* START *

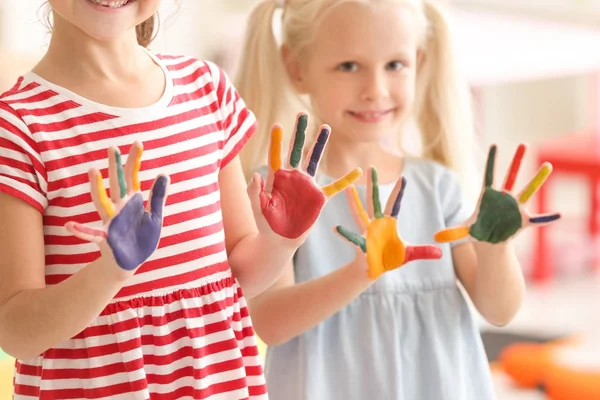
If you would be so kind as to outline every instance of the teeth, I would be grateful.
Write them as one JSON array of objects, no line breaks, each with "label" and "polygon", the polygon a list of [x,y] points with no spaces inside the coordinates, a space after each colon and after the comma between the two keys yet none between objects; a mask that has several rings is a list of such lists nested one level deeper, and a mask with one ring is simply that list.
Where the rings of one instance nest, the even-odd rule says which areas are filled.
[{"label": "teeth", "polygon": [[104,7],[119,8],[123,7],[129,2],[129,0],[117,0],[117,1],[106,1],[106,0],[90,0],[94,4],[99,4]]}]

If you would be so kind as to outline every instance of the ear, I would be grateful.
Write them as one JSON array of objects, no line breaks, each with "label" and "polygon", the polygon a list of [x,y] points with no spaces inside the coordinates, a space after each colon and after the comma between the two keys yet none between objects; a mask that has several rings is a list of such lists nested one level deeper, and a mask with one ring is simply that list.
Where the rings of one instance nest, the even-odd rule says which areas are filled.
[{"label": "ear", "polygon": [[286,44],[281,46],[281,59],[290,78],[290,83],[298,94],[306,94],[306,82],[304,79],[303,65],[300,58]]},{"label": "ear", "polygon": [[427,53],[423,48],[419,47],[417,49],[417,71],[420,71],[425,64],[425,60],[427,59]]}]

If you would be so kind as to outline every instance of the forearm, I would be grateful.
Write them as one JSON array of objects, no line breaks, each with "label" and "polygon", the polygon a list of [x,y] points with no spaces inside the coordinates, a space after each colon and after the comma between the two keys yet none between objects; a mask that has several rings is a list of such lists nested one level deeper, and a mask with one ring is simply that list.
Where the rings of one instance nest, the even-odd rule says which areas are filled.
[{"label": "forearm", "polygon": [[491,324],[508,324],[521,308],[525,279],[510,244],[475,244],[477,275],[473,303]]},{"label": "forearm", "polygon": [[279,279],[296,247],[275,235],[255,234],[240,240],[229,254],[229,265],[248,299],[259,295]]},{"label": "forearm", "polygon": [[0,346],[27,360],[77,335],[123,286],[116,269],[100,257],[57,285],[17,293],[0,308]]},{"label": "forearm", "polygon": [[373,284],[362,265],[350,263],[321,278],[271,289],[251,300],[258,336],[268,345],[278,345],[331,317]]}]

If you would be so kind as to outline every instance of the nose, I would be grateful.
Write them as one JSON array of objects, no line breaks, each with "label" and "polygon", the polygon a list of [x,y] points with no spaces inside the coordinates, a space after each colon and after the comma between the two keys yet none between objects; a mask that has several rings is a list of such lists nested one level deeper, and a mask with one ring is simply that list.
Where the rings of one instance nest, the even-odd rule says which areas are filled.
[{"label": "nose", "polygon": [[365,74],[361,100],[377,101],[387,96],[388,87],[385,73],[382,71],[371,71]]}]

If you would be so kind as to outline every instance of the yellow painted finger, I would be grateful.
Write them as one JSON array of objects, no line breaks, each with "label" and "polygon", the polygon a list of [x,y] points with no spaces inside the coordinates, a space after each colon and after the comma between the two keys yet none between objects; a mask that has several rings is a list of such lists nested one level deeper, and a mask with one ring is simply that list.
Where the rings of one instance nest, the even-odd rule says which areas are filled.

* END *
* START *

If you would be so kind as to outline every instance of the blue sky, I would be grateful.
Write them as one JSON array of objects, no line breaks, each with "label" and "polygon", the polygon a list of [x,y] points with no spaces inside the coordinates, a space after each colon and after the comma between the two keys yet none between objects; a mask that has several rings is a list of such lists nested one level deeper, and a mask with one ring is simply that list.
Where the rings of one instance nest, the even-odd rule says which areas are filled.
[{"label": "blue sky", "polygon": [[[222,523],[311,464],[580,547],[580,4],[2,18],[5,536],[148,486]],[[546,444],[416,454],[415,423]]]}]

* END *

Required work: Identify each line in the material above that contains the string "grateful" and copy all of those lines in full.

Exercise output:
If you would be so kind as to outline every instance of the teeth, I would be grateful.
If you would be so kind as to outline every instance of the ear, I would be grateful.
If you would be so kind as to outline every instance of the forearm, I would be grateful.
If you would be so kind as to outline every instance of the nose, I would be grateful.
If you would be so kind as to outline every instance of the yellow painted finger, I would be grateful.
If you would be so kind as to outline every instance of the blue sky, I would be grateful.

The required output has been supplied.